[Exercise inputs Boundary: Start]
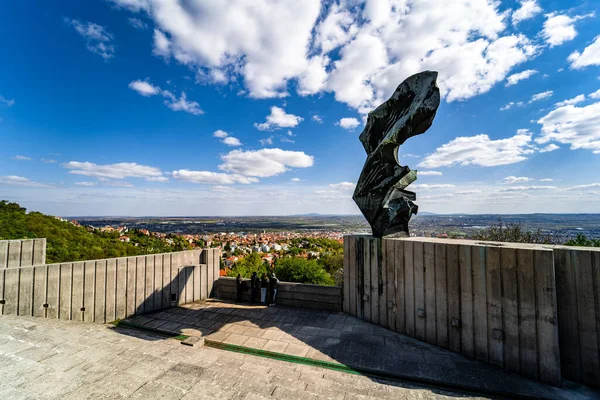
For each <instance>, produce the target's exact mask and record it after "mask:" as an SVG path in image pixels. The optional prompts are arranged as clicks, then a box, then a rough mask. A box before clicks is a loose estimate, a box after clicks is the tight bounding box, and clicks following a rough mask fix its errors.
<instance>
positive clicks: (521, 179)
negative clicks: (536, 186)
mask: <svg viewBox="0 0 600 400" xmlns="http://www.w3.org/2000/svg"><path fill="white" fill-rule="evenodd" d="M533 180H534V179H532V178H528V177H526V176H507V177H506V178H504V179H501V180H499V181H498V183H502V184H507V185H513V184H515V183H524V182H529V181H533Z"/></svg>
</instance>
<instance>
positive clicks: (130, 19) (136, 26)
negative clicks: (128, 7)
mask: <svg viewBox="0 0 600 400" xmlns="http://www.w3.org/2000/svg"><path fill="white" fill-rule="evenodd" d="M128 21H129V25H131V26H133V27H134V28H135V29H139V30H144V29H147V28H148V25H147V24H146V23H145V22H144V21H142V20H141V19H139V18H128Z"/></svg>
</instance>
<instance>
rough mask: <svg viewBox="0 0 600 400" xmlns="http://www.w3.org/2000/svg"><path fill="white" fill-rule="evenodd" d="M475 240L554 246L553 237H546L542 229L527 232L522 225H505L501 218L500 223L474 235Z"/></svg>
mask: <svg viewBox="0 0 600 400" xmlns="http://www.w3.org/2000/svg"><path fill="white" fill-rule="evenodd" d="M473 239H475V240H489V241H492V242H513V243H541V244H552V243H553V242H554V240H553V238H552V236H550V235H544V234H543V233H542V231H541V230H540V229H538V230H537V231H533V232H531V231H526V230H524V229H523V227H522V226H521V224H518V223H517V224H505V223H503V222H502V219H501V218H498V222H497V223H495V224H492V225H490V227H489V228H486V229H482V230H480V231H478V232H476V233H475V234H473Z"/></svg>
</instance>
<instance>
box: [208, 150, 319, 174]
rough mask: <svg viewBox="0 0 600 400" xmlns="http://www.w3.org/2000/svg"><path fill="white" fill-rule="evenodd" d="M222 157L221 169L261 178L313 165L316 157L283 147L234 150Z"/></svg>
mask: <svg viewBox="0 0 600 400" xmlns="http://www.w3.org/2000/svg"><path fill="white" fill-rule="evenodd" d="M221 159H222V160H223V164H221V165H219V169H220V170H222V171H226V172H230V173H234V174H240V175H244V176H256V177H261V178H265V177H269V176H274V175H279V174H282V173H284V172H286V171H288V170H289V168H290V167H291V168H307V167H312V166H313V163H314V158H313V157H312V156H309V155H307V154H305V153H304V152H302V151H289V150H281V149H261V150H255V151H242V150H233V151H231V152H229V153H228V154H225V155H223V156H221Z"/></svg>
[Exercise inputs Boundary: End]
Each line of the entries above that includes the string "positive" should be copied out.

Response area ::
positive clicks: (521, 179)
positive clicks: (130, 19) (136, 26)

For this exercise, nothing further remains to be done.